Text
# Important

`make data` has to be run before running any notebook cell

# Imports

In [None]:
import pandas as pd
import seaborn as sns
import matplotlib.pyplot as plt
import numpy as np

In [None]:
sns.set(context='paper', style='white', palette='muted', rc={'figure.figsize':(11.7,8.27)})

In [None]:
book_df = pd.read_csv('../data/raw/book.csv')
ratings_df = pd.read_csv('../data/raw/ratings.csv')

In [None]:
ratings_df.head(1)

Make sure there are no duplicates in ratings.

In [None]:
ratings_df[ratings_df.duplicated(['user_id', 'book_id'], keep=False)]

# Ratings user and book coverage

In [None]:
ratings_df.groupby('user_id')['book_id'].count().describe()

All users rated at least 19 books. Such situation is rarely encountered in similar datasets.

In [None]:
ratings_df.groupby('book_id')['user_id'].count().describe()

All books have been rated at least 8 times.

In [None]:
tmp = ratings_df.groupby('book_id')['user_id'].count().sort_values()

In [None]:
dfs = [tmp.loc[idx] for idx in np.split(tmp.index,5)]

In [None]:
dfs

# How users rate books?

In [None]:
ratings_df['rating'].describe()

In [None]:
sns.set(context='paper', style='white', palette='muted', rc={'figure.figsize':(11.7,8.27)})

In [None]:
sns.countplot(ratings_df.rating)

Stated task
Resume the book ratings notebook after its final cell. The rows come from a source separate from the book ratings notebook.

Dataset rows on object locations:
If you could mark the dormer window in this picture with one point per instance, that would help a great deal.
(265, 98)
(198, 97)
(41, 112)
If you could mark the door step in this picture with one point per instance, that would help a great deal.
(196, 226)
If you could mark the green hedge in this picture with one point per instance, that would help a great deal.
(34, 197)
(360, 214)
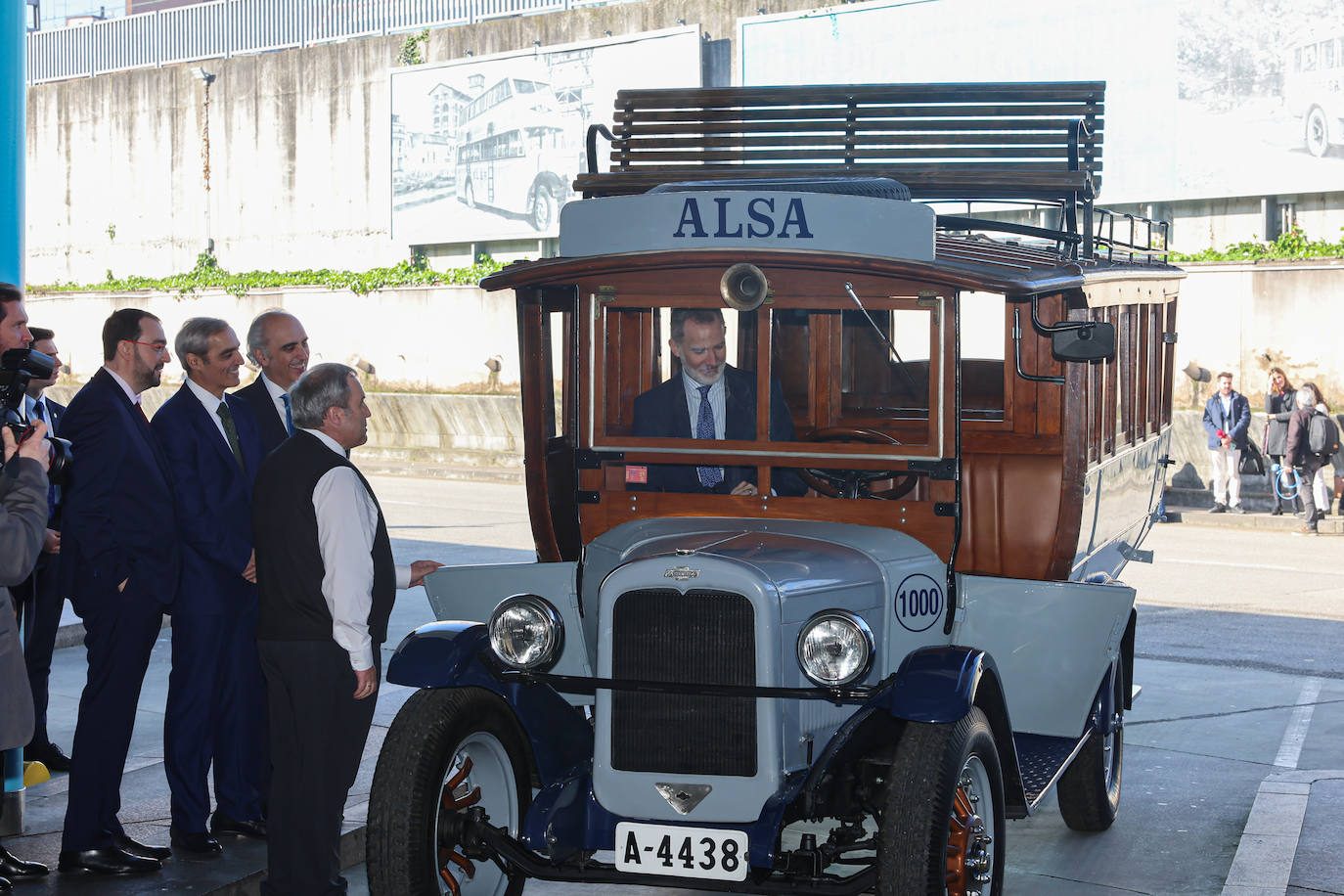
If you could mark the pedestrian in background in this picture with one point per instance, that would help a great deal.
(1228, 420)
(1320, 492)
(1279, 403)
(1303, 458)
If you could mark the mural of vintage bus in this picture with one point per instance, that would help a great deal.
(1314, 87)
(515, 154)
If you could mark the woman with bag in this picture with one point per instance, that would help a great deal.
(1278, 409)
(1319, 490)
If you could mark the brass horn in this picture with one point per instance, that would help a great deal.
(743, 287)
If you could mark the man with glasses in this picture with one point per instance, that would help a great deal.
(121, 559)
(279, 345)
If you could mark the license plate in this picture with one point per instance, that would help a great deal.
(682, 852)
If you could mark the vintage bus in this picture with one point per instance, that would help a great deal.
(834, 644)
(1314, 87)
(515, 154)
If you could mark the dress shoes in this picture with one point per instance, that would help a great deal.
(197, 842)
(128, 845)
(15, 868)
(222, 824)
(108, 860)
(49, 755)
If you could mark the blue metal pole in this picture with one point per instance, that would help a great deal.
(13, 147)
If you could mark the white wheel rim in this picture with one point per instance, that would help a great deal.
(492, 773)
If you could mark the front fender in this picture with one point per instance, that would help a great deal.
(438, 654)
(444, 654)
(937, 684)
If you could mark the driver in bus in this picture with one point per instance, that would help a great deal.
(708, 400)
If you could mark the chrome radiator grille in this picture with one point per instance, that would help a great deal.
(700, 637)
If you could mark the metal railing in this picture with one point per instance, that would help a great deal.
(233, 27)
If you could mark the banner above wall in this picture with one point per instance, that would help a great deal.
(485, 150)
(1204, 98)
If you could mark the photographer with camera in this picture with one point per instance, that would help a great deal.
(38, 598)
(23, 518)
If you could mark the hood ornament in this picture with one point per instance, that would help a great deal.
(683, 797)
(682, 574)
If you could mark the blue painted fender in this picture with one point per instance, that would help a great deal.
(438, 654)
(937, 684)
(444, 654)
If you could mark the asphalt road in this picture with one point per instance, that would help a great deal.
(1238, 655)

Result for this task
In [None]:
ratings_df.groupby('user_id')['rating'].mean().describe()

In [None]:
len(ratings_df.groupby('user_id').filter(lambda x: x['rating'].mean() == 0.0)['user_id'].unique())

In [None]:
len(ratings_df.groupby('user_id').filter(lambda x: x['rating'].mean() == 5.0)['user_id'].unique())

In [None]:
x = sns.distplot(ratings_df.groupby('user_id')['rating'].mean(), kde_kws={'clip': (1.0, 5.0)})

In [None]:
x.get_figure().savefig("users-mean_rating-dist.pdf", bbox_inches='tight')

People rate differently - some give only 5 stars reviews, some are more harsh than others, for some only perfect book should get 5 star rating and so on. Generally, people tend to use only the upper part of the scale. Such tendencies can be observed on mean user rating distribution plot.

To correct for biases caused by varying mean ratings of different users and items(i.e. long or hard-to-watch movies can also be rated far lower than others) special factors are introduced in the form of `user bias`, `item bias` or `baseline`. [Section 5.2.1 Recommender Systems Handbook, Ricci]

In [None]:
y = sns.distplot(ratings_df.groupby('user_id')['rating'].count())
y.set_xlim(0, 210)
plt.xlabel("Ratings count")

In [None]:
y.get_figure().savefig("users_ratings_count-dist.pdf", bbox_inches='tight')

In [None]:
len(ratings_df.groupby('book_id')['rating'].count()[ratings_df.groupby('book_id')['rating'].count() < 10000])

In [None]:
ratings_df.groupby('book_id')['rating'].count()[ratings_df.groupby('book_id')['rating'].count() < 9]

In [None]:
z = sns.distplot(ratings_df.groupby('book_id')['rating'].count().sort_values().head(9000))
z.set_xlim(0, 1200)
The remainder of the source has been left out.